[Records drawn from a dataset]

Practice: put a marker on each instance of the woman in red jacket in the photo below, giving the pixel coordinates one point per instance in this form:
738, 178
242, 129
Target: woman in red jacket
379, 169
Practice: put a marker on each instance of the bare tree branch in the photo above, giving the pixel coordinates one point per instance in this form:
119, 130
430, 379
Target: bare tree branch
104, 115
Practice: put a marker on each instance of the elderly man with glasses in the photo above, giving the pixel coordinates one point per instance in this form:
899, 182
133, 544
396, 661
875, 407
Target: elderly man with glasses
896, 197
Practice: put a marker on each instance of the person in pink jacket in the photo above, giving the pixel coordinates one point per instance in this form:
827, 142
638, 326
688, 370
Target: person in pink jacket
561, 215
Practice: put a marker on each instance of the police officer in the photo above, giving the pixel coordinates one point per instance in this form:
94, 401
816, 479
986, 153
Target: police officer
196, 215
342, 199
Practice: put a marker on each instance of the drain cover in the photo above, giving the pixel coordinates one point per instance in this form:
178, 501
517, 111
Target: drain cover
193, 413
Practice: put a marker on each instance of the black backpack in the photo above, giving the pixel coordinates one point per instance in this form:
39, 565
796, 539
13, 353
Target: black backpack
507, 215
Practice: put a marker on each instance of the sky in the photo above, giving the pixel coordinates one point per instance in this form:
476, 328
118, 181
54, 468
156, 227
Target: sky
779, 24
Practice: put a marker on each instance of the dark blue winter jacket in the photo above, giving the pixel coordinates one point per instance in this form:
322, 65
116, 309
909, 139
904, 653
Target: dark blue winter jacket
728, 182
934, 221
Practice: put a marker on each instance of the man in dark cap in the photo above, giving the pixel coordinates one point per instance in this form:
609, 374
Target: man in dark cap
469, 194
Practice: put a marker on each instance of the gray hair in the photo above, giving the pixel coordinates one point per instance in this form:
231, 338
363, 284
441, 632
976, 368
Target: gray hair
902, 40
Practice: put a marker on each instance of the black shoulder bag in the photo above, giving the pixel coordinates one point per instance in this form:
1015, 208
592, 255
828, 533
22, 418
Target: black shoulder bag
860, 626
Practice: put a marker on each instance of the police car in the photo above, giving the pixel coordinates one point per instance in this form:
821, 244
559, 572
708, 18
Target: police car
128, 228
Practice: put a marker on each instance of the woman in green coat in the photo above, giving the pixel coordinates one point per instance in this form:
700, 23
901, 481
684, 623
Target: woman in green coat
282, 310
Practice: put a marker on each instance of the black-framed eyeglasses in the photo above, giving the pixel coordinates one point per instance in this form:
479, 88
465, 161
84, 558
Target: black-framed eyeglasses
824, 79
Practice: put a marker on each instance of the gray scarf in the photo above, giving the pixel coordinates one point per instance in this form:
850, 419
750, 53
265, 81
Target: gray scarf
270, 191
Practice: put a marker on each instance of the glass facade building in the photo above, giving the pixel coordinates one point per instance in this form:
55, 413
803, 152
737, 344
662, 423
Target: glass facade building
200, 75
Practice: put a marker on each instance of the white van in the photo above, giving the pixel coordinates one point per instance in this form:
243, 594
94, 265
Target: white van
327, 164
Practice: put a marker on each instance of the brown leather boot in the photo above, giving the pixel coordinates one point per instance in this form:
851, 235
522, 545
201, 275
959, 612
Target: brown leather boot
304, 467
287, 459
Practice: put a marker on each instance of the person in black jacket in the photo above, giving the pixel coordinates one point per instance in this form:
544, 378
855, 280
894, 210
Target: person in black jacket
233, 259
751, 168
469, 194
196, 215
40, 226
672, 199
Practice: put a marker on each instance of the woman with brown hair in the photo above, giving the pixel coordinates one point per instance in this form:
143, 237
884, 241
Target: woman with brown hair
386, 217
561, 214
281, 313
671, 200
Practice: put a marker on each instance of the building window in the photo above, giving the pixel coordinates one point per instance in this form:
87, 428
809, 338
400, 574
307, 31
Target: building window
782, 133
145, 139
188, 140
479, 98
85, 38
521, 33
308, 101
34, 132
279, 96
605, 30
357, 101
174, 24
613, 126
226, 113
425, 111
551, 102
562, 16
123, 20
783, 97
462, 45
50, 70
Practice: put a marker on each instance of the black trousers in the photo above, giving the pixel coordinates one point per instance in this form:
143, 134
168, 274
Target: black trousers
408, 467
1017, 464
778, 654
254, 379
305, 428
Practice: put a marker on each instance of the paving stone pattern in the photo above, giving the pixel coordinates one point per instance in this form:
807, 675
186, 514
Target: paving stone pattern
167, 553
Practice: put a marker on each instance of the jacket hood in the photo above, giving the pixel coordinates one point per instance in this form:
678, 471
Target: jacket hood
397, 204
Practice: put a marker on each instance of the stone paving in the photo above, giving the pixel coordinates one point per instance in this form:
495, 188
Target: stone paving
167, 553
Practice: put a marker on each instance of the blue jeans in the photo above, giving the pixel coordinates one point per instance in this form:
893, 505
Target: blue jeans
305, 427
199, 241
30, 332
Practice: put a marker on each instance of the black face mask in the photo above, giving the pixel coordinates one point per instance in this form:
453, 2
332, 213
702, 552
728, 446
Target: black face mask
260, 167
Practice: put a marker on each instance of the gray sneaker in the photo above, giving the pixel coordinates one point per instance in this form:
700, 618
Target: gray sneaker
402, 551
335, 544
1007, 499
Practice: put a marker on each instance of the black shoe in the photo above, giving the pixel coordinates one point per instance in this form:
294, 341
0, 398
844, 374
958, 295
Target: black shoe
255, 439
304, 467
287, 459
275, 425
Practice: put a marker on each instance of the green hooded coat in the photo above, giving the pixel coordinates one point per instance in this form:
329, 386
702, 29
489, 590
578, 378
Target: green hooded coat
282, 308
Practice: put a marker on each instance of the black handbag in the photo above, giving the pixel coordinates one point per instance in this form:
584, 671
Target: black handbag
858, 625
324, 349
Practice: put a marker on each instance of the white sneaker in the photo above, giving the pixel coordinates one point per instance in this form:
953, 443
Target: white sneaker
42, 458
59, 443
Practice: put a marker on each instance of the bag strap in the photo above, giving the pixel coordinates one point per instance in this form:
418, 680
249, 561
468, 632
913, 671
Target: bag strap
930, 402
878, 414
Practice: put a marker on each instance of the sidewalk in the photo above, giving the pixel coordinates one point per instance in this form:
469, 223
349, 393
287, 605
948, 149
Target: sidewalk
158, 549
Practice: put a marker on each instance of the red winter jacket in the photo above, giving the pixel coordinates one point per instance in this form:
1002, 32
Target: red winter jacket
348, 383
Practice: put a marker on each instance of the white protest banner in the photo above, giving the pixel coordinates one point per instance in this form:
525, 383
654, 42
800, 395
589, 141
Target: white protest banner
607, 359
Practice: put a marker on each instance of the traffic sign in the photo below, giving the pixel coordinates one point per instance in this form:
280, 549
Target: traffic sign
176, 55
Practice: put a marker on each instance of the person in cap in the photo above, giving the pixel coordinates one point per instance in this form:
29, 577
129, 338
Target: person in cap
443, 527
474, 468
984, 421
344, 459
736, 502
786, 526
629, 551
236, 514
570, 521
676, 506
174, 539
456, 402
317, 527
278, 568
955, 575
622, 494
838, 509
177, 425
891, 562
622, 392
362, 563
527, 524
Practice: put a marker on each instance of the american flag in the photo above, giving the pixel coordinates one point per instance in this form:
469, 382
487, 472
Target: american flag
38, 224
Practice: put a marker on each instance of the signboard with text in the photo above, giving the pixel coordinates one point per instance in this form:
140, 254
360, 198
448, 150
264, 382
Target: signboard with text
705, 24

▶ Task requirements: Only a word-for-word repetition of the lines from the one containing "Target: person in cap" to the final line of the data above counts as the answer.

▶ Answer section:
Target: person in cap
443, 527
474, 468
984, 421
344, 459
736, 502
786, 526
629, 551
236, 514
570, 521
676, 506
174, 539
456, 402
317, 527
278, 568
955, 575
622, 494
838, 509
177, 425
891, 562
622, 392
362, 563
527, 524
Practice: put a marker on each instance of the american flag in the photo above, giving the pixel coordinates one point per instance in this form:
469, 382
487, 472
Target: american flag
38, 224
Practice: put a marker on each instance of the signboard with text in the photo above, giving the pixel coordinates one point per instance in this form:
140, 254
360, 198
448, 150
264, 382
Target: signboard with text
705, 24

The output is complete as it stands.